RECORDS PROVIDED:
>> START

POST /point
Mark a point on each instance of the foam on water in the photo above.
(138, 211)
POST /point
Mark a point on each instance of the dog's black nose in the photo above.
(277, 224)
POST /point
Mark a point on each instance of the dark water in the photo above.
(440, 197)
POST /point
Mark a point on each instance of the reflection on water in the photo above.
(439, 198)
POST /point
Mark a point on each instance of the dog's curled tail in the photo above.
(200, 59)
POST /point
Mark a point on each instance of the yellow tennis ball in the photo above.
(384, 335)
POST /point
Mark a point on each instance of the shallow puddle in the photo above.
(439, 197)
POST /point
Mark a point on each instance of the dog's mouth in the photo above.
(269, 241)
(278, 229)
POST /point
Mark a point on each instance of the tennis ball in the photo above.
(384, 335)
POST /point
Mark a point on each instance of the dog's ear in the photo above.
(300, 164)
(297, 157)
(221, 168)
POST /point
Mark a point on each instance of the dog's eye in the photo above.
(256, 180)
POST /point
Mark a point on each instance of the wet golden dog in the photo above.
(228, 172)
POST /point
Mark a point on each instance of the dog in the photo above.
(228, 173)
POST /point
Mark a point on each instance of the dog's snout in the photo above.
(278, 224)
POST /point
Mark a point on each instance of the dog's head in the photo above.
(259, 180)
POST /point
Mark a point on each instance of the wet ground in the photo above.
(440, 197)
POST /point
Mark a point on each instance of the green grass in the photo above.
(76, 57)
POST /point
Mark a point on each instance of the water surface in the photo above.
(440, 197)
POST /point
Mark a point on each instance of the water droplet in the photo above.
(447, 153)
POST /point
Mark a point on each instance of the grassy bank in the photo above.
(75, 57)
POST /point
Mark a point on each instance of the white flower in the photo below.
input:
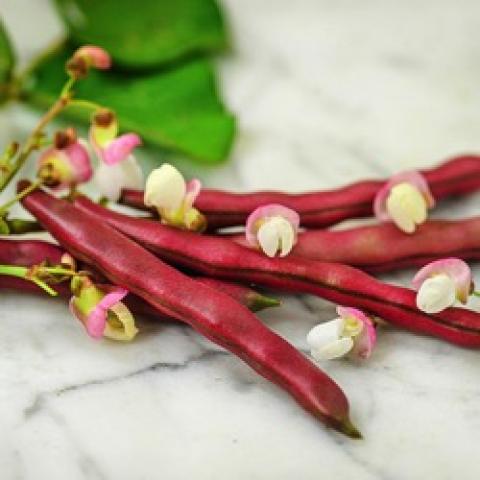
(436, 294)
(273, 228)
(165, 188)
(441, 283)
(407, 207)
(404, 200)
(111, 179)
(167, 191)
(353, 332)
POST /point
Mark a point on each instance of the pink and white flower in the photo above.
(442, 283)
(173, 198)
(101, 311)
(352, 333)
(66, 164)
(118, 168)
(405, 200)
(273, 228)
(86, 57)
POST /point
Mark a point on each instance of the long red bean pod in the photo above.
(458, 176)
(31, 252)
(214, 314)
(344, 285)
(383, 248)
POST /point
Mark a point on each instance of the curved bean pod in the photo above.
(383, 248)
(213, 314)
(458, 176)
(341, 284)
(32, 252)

>> END
>> START

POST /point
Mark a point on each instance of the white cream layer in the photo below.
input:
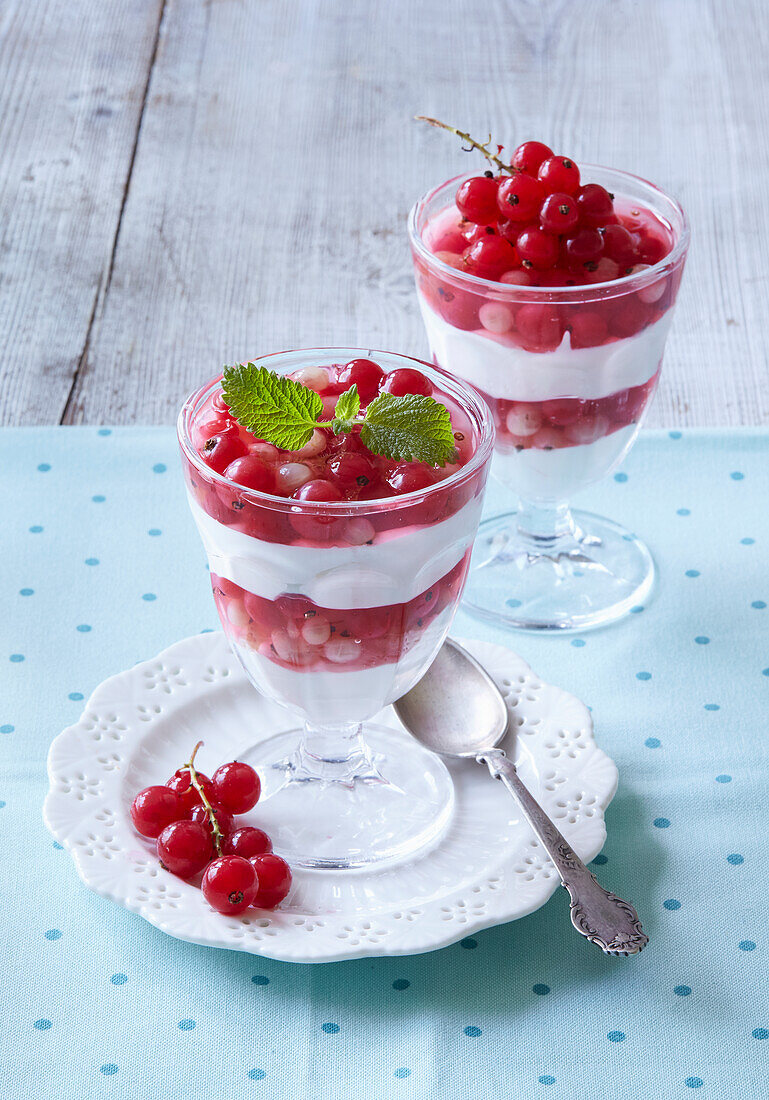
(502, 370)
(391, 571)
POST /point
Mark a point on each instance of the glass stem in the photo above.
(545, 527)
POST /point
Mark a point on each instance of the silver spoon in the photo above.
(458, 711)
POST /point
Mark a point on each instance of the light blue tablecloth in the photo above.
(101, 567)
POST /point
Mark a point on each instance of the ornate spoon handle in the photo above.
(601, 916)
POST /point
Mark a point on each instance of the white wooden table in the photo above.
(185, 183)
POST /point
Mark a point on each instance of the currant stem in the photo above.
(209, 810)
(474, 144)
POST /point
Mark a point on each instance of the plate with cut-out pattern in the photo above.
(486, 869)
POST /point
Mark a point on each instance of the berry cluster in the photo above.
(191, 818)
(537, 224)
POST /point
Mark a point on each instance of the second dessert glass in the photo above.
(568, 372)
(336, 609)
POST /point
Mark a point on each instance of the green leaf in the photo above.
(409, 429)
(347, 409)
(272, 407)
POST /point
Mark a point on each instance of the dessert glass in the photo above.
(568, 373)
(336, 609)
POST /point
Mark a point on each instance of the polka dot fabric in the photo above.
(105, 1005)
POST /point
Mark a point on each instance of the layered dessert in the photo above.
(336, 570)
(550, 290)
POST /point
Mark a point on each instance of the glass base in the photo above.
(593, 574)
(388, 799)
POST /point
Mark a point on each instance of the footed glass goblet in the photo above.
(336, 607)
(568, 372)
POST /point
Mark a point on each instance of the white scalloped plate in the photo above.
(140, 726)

>> END

Report every line of the data above that contains the word "flower", copying each line in full.

ANSWER TO THIS TASK:
Mark a point on each instance of the white flower in the photo below.
Mark a point on each instance of the pink and white flower in the photo above.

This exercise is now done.